EXCERPTED DATA >>
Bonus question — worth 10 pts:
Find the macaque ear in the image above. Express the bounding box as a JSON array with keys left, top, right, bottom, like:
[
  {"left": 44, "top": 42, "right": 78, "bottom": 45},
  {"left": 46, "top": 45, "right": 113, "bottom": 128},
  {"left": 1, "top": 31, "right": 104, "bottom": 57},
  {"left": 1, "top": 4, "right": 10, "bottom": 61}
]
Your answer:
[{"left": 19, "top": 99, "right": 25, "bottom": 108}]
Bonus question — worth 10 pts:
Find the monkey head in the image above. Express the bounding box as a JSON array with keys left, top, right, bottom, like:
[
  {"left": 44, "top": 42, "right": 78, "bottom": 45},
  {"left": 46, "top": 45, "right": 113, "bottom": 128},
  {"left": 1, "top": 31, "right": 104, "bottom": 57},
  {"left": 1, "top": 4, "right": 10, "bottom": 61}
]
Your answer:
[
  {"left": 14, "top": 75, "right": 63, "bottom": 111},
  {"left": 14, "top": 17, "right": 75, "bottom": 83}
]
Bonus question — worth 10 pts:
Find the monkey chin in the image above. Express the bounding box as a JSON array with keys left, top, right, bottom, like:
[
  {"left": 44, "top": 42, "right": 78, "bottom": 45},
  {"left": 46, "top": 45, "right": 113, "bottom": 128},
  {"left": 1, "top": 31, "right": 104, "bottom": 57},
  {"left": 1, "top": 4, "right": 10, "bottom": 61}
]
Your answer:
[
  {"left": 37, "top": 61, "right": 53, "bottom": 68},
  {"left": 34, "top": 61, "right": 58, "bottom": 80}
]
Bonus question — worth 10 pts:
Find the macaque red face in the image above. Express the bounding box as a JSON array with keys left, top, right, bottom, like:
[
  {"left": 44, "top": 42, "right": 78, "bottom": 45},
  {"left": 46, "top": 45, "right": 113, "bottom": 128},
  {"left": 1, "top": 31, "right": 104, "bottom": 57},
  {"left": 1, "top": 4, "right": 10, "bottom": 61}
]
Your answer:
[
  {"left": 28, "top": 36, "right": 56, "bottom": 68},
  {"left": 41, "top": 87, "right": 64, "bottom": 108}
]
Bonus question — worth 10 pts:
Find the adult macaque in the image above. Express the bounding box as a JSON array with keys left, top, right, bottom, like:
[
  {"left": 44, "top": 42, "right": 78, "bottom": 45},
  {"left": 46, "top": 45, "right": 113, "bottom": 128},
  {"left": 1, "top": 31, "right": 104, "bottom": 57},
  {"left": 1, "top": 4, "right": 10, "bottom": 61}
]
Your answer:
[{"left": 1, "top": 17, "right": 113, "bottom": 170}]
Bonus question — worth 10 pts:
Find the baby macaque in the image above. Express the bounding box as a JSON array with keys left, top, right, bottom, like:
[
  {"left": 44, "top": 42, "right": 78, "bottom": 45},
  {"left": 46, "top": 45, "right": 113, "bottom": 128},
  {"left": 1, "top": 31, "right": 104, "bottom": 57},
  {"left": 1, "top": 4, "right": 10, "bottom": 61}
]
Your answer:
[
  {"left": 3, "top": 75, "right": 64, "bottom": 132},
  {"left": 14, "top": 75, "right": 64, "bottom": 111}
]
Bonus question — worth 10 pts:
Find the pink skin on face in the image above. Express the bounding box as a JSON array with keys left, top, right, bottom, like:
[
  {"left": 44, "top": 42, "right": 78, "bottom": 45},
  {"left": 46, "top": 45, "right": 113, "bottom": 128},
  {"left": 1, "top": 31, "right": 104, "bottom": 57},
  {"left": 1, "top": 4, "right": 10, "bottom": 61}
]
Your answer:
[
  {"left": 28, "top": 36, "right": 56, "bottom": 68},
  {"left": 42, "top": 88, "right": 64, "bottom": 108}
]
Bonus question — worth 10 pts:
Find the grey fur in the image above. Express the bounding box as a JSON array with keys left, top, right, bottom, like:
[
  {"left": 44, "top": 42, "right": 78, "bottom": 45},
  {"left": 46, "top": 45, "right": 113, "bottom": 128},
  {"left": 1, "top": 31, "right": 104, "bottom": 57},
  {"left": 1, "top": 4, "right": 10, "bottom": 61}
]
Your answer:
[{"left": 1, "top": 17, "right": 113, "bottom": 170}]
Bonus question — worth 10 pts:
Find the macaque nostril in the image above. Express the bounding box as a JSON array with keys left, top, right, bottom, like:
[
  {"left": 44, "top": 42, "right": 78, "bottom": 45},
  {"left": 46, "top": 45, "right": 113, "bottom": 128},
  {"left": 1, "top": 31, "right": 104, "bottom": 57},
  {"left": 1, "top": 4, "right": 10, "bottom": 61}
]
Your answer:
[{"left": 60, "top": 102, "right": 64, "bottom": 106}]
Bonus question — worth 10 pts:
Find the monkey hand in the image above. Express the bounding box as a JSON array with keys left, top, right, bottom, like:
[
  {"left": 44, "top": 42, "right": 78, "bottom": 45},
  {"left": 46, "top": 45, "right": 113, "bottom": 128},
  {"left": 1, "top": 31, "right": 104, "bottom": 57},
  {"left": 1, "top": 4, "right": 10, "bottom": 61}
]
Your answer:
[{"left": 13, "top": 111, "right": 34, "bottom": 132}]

WORK TO BE COMPLETED >> Count the lines in the data above that contain the word "face". Reply with the number only.

FINAL RESULT >> 2